Data shown =
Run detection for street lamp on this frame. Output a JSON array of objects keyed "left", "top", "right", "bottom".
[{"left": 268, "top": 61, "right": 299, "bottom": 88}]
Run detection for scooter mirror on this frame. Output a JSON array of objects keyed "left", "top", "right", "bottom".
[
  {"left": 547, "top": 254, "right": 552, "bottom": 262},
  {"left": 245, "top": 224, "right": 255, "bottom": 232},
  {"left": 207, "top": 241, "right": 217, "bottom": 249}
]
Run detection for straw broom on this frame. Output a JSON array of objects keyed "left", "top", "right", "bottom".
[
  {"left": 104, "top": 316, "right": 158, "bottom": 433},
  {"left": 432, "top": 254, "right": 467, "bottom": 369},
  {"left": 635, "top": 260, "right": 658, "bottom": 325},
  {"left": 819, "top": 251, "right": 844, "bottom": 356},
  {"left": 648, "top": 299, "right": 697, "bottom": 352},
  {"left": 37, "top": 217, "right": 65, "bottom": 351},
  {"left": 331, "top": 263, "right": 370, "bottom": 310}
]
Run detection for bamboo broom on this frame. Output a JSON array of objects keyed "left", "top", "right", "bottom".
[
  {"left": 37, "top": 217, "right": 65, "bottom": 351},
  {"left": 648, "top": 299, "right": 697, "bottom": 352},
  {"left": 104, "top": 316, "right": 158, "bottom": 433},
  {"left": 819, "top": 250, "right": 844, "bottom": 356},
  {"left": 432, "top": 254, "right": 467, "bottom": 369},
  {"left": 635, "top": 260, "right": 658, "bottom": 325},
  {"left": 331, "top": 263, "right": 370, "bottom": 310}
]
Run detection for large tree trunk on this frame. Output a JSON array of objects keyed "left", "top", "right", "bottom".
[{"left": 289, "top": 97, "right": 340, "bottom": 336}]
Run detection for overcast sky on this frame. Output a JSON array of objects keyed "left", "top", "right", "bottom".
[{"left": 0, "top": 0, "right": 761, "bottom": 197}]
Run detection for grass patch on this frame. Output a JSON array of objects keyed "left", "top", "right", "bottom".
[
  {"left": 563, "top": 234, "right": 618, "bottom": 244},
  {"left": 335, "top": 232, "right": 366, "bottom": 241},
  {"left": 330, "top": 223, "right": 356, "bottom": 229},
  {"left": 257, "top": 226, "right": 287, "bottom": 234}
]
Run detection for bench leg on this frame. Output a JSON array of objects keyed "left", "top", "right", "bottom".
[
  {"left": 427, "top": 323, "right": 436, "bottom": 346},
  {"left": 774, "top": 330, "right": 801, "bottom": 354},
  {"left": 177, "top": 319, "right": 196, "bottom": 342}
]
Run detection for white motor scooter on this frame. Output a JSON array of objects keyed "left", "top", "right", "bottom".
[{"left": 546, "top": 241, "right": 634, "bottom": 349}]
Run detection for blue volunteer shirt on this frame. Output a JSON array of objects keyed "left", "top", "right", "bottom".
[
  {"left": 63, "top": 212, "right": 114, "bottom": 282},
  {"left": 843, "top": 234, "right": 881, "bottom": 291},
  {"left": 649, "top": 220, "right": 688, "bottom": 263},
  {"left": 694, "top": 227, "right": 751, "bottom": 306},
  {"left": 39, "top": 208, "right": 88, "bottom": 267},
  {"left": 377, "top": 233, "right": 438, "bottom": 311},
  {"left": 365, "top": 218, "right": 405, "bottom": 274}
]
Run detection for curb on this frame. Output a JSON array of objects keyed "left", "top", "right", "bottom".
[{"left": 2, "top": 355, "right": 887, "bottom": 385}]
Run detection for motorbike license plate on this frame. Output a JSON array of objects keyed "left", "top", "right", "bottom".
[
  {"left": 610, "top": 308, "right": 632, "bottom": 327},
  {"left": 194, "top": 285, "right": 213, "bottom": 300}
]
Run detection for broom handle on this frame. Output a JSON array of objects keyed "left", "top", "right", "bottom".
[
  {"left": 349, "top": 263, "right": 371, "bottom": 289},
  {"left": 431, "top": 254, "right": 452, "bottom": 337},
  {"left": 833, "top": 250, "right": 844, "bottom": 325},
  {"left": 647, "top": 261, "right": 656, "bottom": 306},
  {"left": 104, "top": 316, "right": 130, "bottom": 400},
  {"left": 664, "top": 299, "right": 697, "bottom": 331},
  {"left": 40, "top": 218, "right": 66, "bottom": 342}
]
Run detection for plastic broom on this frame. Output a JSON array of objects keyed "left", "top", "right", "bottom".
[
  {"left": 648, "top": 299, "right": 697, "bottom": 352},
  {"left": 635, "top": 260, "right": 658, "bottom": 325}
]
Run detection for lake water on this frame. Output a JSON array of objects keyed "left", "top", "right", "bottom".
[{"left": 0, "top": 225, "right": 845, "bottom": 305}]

Problem = The entries above must be retyped exactly, down to the last character.

Problem solution =
Run detection for street lamp on this frame. Output a JSON array of objects keyed "left", "top", "right", "bottom".
[{"left": 268, "top": 61, "right": 299, "bottom": 88}]
Run detection for scooter mirror on this frame. Output a JSON array of objects keyed "left", "top", "right", "bottom".
[
  {"left": 547, "top": 254, "right": 552, "bottom": 262},
  {"left": 245, "top": 224, "right": 255, "bottom": 232},
  {"left": 207, "top": 241, "right": 217, "bottom": 249}
]
Run detection for straw broom on this frame. Output a JSON array of objects keyed "left", "top", "right", "bottom".
[
  {"left": 104, "top": 316, "right": 158, "bottom": 433},
  {"left": 432, "top": 254, "right": 467, "bottom": 369},
  {"left": 635, "top": 260, "right": 658, "bottom": 325},
  {"left": 819, "top": 251, "right": 844, "bottom": 356},
  {"left": 648, "top": 299, "right": 697, "bottom": 352},
  {"left": 37, "top": 217, "right": 65, "bottom": 351},
  {"left": 331, "top": 263, "right": 370, "bottom": 310}
]
Run detection for bamboo broom on this frame. Output a JSON array of objects keyed "left", "top", "right", "bottom".
[
  {"left": 37, "top": 217, "right": 65, "bottom": 351},
  {"left": 648, "top": 299, "right": 697, "bottom": 352},
  {"left": 104, "top": 316, "right": 158, "bottom": 433},
  {"left": 819, "top": 250, "right": 844, "bottom": 356},
  {"left": 432, "top": 254, "right": 467, "bottom": 369},
  {"left": 635, "top": 260, "right": 658, "bottom": 325},
  {"left": 331, "top": 263, "right": 370, "bottom": 310}
]
Run detection for large tree trunk on this frame. Output a JSON array of objects keyed "left", "top", "right", "bottom".
[{"left": 289, "top": 97, "right": 340, "bottom": 336}]
Run detection for overcast sky on this frame. Output a JSON array of objects keyed "left", "top", "right", "bottom".
[{"left": 0, "top": 0, "right": 761, "bottom": 197}]
Run detection for grass patch on this frame. Output a JSON array of objects keyed "left", "top", "right", "bottom".
[
  {"left": 563, "top": 234, "right": 618, "bottom": 244},
  {"left": 335, "top": 232, "right": 366, "bottom": 241},
  {"left": 330, "top": 223, "right": 356, "bottom": 229},
  {"left": 257, "top": 226, "right": 287, "bottom": 234}
]
Run detection for bench leg on this frame. Output a JSON array of objects keyed "left", "top", "right", "bottom".
[
  {"left": 427, "top": 323, "right": 436, "bottom": 346},
  {"left": 774, "top": 330, "right": 801, "bottom": 354},
  {"left": 177, "top": 319, "right": 196, "bottom": 342}
]
Run detection for white motor scooter on this frame. Output a JSON array of objects keyed "left", "top", "right", "bottom".
[{"left": 546, "top": 241, "right": 634, "bottom": 349}]
Run detection for blue volunteer shirt on this frame. Output a JSON array of objects keyed "left", "top", "right", "bottom".
[
  {"left": 63, "top": 212, "right": 114, "bottom": 282},
  {"left": 843, "top": 234, "right": 881, "bottom": 291},
  {"left": 649, "top": 220, "right": 688, "bottom": 263},
  {"left": 694, "top": 227, "right": 751, "bottom": 306},
  {"left": 39, "top": 208, "right": 88, "bottom": 267},
  {"left": 377, "top": 233, "right": 438, "bottom": 311},
  {"left": 365, "top": 218, "right": 405, "bottom": 274}
]
Run detection for curb on this frame. Output a JSON array of objects keyed "left", "top", "right", "bottom".
[{"left": 2, "top": 355, "right": 887, "bottom": 385}]
Run detection for motorbike license plate on this frame. Output a JSON array of objects keyed "left", "top", "right", "bottom".
[
  {"left": 610, "top": 308, "right": 632, "bottom": 327},
  {"left": 194, "top": 285, "right": 213, "bottom": 300}
]
Run detection for broom handle on this frame. Output a JSON array of objects keyed "left", "top", "right", "bottom".
[
  {"left": 349, "top": 263, "right": 371, "bottom": 289},
  {"left": 431, "top": 254, "right": 452, "bottom": 337},
  {"left": 833, "top": 250, "right": 844, "bottom": 325},
  {"left": 647, "top": 261, "right": 656, "bottom": 306},
  {"left": 104, "top": 316, "right": 130, "bottom": 400},
  {"left": 664, "top": 299, "right": 697, "bottom": 331},
  {"left": 40, "top": 218, "right": 66, "bottom": 342}
]
Run detection for plastic broom on this frame. Output a JSON array of objects keyed "left", "top", "right", "bottom".
[
  {"left": 648, "top": 299, "right": 697, "bottom": 352},
  {"left": 635, "top": 260, "right": 658, "bottom": 325}
]
Run detection for lake water on this frame. Output a JSON array of objects keyed "left", "top", "right", "bottom".
[{"left": 0, "top": 225, "right": 845, "bottom": 305}]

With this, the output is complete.